### [Task]
Update the listing below by replacing every occurrence of "drop a dot" with "place a point", leaving all other text unchanged.

= = = = = = =

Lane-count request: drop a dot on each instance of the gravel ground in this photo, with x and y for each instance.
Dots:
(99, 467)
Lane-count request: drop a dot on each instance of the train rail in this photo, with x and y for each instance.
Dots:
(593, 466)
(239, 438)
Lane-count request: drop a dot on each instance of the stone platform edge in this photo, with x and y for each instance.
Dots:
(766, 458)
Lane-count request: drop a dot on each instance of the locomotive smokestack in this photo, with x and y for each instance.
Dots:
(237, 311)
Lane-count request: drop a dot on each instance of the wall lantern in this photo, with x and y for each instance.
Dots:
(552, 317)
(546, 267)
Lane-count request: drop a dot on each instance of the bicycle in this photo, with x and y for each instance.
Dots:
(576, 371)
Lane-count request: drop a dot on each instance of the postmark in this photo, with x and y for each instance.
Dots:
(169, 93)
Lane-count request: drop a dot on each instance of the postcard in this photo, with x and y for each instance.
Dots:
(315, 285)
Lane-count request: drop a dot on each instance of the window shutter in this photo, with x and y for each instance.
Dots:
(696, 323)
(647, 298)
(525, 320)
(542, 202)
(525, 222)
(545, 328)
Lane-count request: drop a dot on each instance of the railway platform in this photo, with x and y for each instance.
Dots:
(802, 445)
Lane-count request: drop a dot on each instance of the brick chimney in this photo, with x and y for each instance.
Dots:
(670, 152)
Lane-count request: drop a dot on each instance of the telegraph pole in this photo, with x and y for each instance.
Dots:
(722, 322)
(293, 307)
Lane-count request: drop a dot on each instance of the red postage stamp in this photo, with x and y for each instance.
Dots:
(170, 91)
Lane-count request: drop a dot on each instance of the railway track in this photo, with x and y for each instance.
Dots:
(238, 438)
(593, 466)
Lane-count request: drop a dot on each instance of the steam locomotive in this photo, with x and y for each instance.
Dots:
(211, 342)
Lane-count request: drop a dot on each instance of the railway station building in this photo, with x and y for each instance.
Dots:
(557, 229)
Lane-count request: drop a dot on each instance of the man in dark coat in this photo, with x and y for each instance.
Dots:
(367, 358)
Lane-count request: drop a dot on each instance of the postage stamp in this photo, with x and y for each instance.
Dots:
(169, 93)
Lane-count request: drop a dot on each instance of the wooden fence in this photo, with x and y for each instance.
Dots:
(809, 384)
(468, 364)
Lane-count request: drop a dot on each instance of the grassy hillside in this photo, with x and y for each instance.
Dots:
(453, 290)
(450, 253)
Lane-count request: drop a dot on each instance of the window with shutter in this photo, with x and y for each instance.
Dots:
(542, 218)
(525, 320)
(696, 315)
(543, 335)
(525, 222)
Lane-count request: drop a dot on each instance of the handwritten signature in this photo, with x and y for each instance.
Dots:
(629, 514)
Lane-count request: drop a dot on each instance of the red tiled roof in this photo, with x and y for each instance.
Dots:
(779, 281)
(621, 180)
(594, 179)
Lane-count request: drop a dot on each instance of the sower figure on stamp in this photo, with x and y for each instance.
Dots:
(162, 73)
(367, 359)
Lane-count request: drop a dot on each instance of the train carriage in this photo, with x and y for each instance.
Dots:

= = = = = = =

### [Output for this exercise]
Lane-count request: place a point on each instance of the gravel ground in this photo, with x and y for each instance.
Dots:
(99, 467)
Lane-count request: place a point on each instance of the train rail in this photo, with x and y for each instance.
Dots:
(593, 466)
(239, 438)
Lane-count request: place a point on each instance of the stone platform edge in this photo, with x and y for each instance.
Dots:
(766, 458)
Lane-count request: place a point on each instance of the locomotive smokestack in this photo, with x and y for each instance.
Dots:
(237, 311)
Lane-count request: place a point on each instance of the wall lantern in this photo, with x and y for each instance.
Dots:
(552, 317)
(546, 267)
Lane-count request: place a point on each instance of the bicycle in this photo, with x and y for each instance.
Dots:
(576, 371)
Lane-count request: place a point on each instance of the postmark in this photo, with x and y for each instance.
Dots:
(169, 93)
Lane-count request: place a point on each instance of the postcard in this photo, with x and y for each instance.
Dots:
(315, 285)
Lane-count request: place a point on each instance of the window shutter in this photo, with x and y for each instance.
Dots:
(696, 323)
(647, 298)
(525, 320)
(542, 202)
(525, 222)
(545, 328)
Lane-count request: place a point on each instance of the railway platform in this photo, with x and y for each instance.
Dots:
(802, 445)
Lane-count request: place a point on each instance of the brick chimney in this photo, with x and y for each instance.
Dots:
(670, 152)
Lane-count request: place a point on each instance of the telegraph pole in this photo, with x and y for each instance.
Dots:
(722, 322)
(293, 307)
Lane-count request: place a point on each instance of the red postage stamp in this photo, with x and y for each instance.
Dots:
(170, 91)
Lane-count request: place a point on each instance of the railway track in this photo, with x and y for each instance.
Dots:
(238, 438)
(593, 466)
Lane-count request: place a point on each instance of the steam locomotive in this photo, with x and y for each instance.
Dots:
(211, 342)
Lane-count request: place a point on each instance of the railway station building in this photo, with x and y for each instance.
Dots:
(557, 229)
Lane-count request: place a point on each instance of the man in dark coat in this photo, with x and y for each instance.
Dots:
(367, 358)
Lane-count request: place a point on each instance of the postage stamp in this photo, with x and y for each instance.
Dots:
(169, 93)
Lane-count request: place a point on each instance of the wooden fence in this photo, with x and y for each instance.
Dots:
(809, 384)
(468, 364)
Lane-count request: place a point on each instance of the grassy hillside in this photo, with x and y for each instance.
Dots:
(453, 290)
(450, 253)
Lane-count request: place a point on each instance of the window with shutter in this photo, with x and y for each instance.
Dots:
(542, 218)
(525, 320)
(696, 315)
(543, 335)
(525, 222)
Lane-count request: place a point on each instance of the handwritten signature in this photo, with x and y for each instance.
Dots:
(629, 514)
Lane-count request: place a point on each instance of the red tiled roof in this photo, with x and y for each instance.
Dots:
(779, 281)
(621, 180)
(594, 179)
Lane-count request: place a point on each instance of the sower figure on stamp in this photo, with x and y for each instance.
Dots:
(162, 73)
(367, 359)
Lane-count request: place a point on each instance of the train carriage in this photo, with x and y for each instance.
Dots:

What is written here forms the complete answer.